_EXCERPT TO READ_.
——
It was a minor miracle that Deathmask's punch simply knocked Motoyasu out, or that he didn't massacre everyone.
- According to the side stories, she got lucky: Deathmask had a plan that would have given her a very painful death and allowed him to all but take over the country but blew it off in a fit of rage when he realized the entire situation and forgot to even kill her, but many of the other Gold Saints would have just killed her on the spot or got creative. Particularly bad for her and everyone involved would have been Aries Mu, who would have simply teleported home after stealing the holy weapons (it's not stated if he would have returned with reinforcements to save the planet anyway), and Pisces Aphrodite, who would have killed her in such a way to push her father and accomplice to torture himself to death at his request.
- Several examples found in X-Men: The Early Years:
- A thief attempts to snatch the purse of Jean "incredibly powerful psychic with an incredibly short fuse" Grey. It doesn't end well for him. But at least Hank didn't lock him down in a basement and re-engineer him his genes, so yay?
- A high-school bully called Bruno picks on Bobby until Bobby gets fed up and retaliates. Later on, Bruno can be seen screaming Bobby is an agent of Satan.
——
Spatial localization data
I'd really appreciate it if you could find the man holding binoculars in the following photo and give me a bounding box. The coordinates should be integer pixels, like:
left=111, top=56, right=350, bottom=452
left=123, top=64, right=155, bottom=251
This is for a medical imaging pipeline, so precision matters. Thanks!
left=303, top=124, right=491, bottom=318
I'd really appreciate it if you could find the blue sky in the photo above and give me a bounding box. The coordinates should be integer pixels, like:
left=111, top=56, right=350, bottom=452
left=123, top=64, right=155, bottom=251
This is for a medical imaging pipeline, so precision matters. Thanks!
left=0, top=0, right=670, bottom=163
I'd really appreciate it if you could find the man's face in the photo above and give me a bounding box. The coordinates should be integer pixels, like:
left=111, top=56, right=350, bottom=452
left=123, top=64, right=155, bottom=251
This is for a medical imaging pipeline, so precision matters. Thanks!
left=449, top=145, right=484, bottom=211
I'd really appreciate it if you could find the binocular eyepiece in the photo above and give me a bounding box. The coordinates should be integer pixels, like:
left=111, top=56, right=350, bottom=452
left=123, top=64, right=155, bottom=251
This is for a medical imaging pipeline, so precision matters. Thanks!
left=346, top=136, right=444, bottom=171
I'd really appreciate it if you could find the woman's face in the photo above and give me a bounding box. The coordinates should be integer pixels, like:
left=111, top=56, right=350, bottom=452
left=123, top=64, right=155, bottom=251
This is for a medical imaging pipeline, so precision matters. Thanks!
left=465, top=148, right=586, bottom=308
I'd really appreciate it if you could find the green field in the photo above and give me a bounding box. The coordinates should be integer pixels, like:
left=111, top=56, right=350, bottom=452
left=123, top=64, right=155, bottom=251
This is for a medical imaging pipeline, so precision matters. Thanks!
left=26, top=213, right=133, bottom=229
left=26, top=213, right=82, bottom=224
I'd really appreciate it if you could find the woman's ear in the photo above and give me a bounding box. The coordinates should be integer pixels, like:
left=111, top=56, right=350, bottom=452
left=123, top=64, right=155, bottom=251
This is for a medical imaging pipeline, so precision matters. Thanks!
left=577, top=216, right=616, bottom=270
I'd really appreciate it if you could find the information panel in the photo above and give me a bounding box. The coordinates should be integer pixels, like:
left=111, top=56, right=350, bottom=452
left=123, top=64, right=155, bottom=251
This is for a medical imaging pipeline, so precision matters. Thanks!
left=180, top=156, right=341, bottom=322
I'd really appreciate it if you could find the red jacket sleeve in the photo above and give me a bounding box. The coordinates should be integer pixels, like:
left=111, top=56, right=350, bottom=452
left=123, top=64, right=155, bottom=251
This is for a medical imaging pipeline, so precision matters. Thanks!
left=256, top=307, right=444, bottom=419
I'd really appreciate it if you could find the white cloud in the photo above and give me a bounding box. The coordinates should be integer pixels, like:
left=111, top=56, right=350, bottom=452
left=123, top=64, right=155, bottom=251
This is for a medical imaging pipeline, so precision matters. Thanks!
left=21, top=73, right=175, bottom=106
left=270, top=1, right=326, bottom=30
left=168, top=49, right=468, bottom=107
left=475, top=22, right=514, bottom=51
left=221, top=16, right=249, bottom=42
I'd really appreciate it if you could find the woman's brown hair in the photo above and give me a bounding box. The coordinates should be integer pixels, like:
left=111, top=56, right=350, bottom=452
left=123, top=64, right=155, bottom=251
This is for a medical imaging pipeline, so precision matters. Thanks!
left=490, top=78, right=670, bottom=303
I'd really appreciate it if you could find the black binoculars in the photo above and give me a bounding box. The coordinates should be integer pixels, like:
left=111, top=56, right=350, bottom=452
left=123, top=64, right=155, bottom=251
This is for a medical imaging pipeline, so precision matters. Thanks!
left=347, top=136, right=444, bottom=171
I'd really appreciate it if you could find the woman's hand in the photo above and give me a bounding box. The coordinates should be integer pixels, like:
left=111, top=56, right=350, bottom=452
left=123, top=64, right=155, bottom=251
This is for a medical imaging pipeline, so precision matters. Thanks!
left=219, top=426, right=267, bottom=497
——
_TO DO_. Copy the excerpt word for word from "- Several examples" up to and including "genes, so yay?".

_RESULT OF THIS TASK_.
- Several examples found in X-Men: The Early Years:
- A thief attempts to snatch the purse of Jean "incredibly powerful psychic with an incredibly short fuse" Grey. It doesn't end well for him. But at least Hank didn't lock him down in a basement and re-engineer him his genes, so yay?